• _What is asked_
Reproduce the data that follows in its entirety, character for character.

+===+

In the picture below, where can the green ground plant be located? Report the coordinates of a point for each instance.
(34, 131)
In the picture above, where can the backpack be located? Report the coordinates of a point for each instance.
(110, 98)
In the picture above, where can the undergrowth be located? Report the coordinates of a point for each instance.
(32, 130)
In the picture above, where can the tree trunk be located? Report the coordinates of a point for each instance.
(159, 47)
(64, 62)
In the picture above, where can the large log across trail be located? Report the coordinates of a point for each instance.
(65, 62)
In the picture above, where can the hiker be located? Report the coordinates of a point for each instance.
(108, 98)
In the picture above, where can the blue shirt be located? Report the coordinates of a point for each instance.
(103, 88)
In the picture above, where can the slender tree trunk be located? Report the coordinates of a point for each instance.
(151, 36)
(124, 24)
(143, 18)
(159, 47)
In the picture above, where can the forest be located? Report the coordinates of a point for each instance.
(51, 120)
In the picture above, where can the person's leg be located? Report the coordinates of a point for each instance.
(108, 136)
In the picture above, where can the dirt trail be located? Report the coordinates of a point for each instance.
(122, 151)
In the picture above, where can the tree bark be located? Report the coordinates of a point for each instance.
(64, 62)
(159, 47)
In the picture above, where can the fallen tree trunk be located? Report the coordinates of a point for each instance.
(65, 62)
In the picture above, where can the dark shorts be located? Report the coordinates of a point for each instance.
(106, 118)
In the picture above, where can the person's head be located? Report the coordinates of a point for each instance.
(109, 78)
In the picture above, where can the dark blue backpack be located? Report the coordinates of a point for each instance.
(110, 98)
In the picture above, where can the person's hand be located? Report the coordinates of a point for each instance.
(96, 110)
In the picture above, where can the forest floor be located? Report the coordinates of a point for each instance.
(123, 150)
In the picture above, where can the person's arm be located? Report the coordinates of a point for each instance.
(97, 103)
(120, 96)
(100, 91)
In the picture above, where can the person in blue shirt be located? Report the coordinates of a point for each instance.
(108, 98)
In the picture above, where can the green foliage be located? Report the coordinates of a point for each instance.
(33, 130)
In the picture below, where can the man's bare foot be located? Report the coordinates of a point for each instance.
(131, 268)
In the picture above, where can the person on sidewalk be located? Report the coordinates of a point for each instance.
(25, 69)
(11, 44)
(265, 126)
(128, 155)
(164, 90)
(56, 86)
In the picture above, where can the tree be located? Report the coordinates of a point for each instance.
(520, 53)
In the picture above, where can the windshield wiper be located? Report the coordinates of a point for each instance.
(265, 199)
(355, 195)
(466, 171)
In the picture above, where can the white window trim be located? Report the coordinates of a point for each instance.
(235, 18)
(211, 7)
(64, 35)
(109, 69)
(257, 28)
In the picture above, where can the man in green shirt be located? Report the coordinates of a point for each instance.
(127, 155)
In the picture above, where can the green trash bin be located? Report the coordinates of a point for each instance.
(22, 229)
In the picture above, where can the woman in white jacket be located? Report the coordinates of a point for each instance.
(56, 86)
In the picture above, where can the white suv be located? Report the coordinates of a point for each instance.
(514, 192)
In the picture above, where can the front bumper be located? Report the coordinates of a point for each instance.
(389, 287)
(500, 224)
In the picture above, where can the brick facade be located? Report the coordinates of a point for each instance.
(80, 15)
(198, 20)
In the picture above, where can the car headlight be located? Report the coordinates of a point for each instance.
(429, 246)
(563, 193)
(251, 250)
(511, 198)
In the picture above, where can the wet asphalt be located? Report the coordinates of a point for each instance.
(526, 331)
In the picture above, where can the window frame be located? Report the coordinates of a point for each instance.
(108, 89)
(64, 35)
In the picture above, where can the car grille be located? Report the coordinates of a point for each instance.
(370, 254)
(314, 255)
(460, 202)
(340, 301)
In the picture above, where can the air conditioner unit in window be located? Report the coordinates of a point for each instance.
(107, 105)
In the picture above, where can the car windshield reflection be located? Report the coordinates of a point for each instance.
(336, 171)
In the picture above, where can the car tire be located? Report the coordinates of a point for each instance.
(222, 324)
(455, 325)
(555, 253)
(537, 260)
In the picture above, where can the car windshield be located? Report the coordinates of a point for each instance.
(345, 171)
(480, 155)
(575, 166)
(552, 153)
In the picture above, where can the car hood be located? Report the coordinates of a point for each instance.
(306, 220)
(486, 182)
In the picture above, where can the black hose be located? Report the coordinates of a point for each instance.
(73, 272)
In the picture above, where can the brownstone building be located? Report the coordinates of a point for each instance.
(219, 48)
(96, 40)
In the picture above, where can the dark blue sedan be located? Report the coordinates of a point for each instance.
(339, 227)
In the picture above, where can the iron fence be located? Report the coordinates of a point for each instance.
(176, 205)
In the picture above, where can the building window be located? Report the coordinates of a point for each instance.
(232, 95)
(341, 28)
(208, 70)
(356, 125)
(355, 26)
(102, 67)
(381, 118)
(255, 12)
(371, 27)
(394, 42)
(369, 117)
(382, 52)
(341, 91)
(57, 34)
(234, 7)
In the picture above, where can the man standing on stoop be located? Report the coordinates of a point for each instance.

+===+

• _Finished answer_
In the picture below, where can the green ground plant be located? Report the coordinates of a point for each instance.
(34, 131)
In the picture above, where can the backpack be located? Report the coordinates of a point for each instance.
(110, 98)
In the picture above, where can the undergrowth be located? Report the coordinates of a point for each instance.
(32, 130)
In the picture above, where can the tree trunk be located? Report the coordinates of a point for each instance.
(159, 47)
(64, 62)
In the picture above, where can the large log across trail be located? Report the coordinates of a point for each instance.
(65, 62)
In the picture above, where can the hiker be located? Report the coordinates of a point for each instance.
(108, 98)
In the picture above, where can the blue shirt be located? Report the coordinates of a point for each instance.
(103, 88)
In the picture above, where can the slender tree trunk be located? Report the coordinates of a point for each instance.
(151, 36)
(124, 24)
(143, 18)
(159, 47)
In the picture above, where can the forest be located? Report the coordinates of a point for each instance.
(51, 120)
In the picture above, where can the person's leg be located? Report the coordinates of a point for each instance.
(108, 136)
In the picture above, where can the dirt trail be located? Report the coordinates of a point for each instance.
(122, 151)
In the picture above, where can the tree bark be located? Report the coordinates of a point for each instance.
(64, 62)
(159, 47)
In the picture above, where can the fallen tree trunk be located? Report the coordinates of a point for each instance.
(65, 62)
In the picture above, where can the dark shorts be located? Report the coordinates of a point for each instance.
(106, 118)
In the picture above, where can the person's head be located? Report the coordinates of a point for each instance.
(109, 78)
In the picture above, where can the dark blue backpack be located? Report the coordinates of a point for each instance.
(110, 98)
In the picture above, where can the person's hand be located? Report the coordinates of a point for each instance.
(96, 110)
In the picture above, where can the forest floor be located? Report the coordinates of a point for each instance.
(123, 150)
In the picture above, where can the person's arm be located? Report the coordinates of a point for each instance.
(97, 103)
(120, 96)
(100, 91)
In the picture above, where can the person in blue shirt be located? Report the coordinates of a point for each instance.
(108, 98)
In the picture above, where can the green foliage be located? Report the coordinates of a point for each instance.
(33, 130)
In the picture below, where can the man's bare foot be located? Report the coordinates of a point for each instance.
(131, 268)
In the picture above, where can the person on sidewalk be located? Report the coordinates of a point for each instance.
(25, 69)
(11, 44)
(265, 126)
(128, 155)
(164, 90)
(56, 86)
In the picture above, where can the tree be located? Report the coordinates of a point for each instance.
(520, 53)
In the picture above, where can the windshield wiper be located? Report the coordinates of a point for each instance.
(265, 199)
(355, 195)
(466, 171)
In the picture above, where can the white window trim be located? Report the coordinates of a point for each instance.
(235, 18)
(211, 7)
(64, 35)
(109, 69)
(257, 28)
In the picture above, where can the man in green shirt be located? Report the coordinates of a point for each instance.
(127, 155)
In the picture above, where can the green trash bin be located? Report the coordinates of a point for each instance.
(22, 229)
In the picture above, where can the woman in white jacket be located? Report the coordinates of a point for each instance.
(56, 86)
In the picture above, where can the white suv be located? Report the coordinates of a point for each instance.
(514, 192)
In the picture above, where can the front bumper be located? Report the coordinates of a point for each instance.
(389, 287)
(500, 224)
In the picture above, where can the brick facade be located? Report the coordinates of a point for each instance.
(80, 15)
(198, 20)
In the picture above, where can the car headlight be located? Report the coordinates of a point for each instance.
(429, 246)
(563, 193)
(251, 250)
(511, 198)
In the picture above, where can the wet asphalt be located? Report the coordinates of a point for each instance.
(526, 331)
In the picture above, where can the window frame be located? Report the coordinates of a point for each instance.
(108, 89)
(64, 35)
In the picture above, where can the car grille be located? Report the coordinates of a point for each instance.
(370, 254)
(314, 255)
(460, 202)
(340, 301)
In the picture above, where can the air conditioner unit in window be located? Report the coordinates of a point for each instance.
(107, 105)
In the picture above, where can the car windshield reflection be located? Report the coordinates of a point for each instance.
(336, 171)
In the picture above, where can the car tire be located? Report the coordinates of a point for each instance.
(222, 324)
(455, 325)
(555, 253)
(537, 260)
In the picture above, where can the car windshield be located? Report the coordinates of a point for each instance.
(345, 171)
(480, 155)
(575, 166)
(552, 153)
In the picture above, where can the car hood be located? Report the coordinates of a point for each instance.
(306, 220)
(486, 182)
In the picture above, where can the black hose be located? Report the coordinates of a point for each instance.
(73, 272)
In the picture above, where can the brownstone building be located? Report the coordinates of a point for each instance.
(219, 48)
(96, 40)
In the picture above, where can the dark blue sedan be located? Report the coordinates of a point for each instance.
(339, 227)
In the picture above, where can the iron fence be located? Report the coordinates of a point for each instance.
(176, 205)
In the picture above, where can the building window be located? Report the coordinates of a point for each instance.
(232, 95)
(341, 28)
(208, 70)
(356, 125)
(355, 26)
(102, 67)
(381, 118)
(255, 12)
(371, 27)
(394, 42)
(369, 117)
(382, 52)
(341, 91)
(57, 34)
(234, 7)
In the picture above, where can the man standing on stoop be located? Report the coordinates of a point for each instance.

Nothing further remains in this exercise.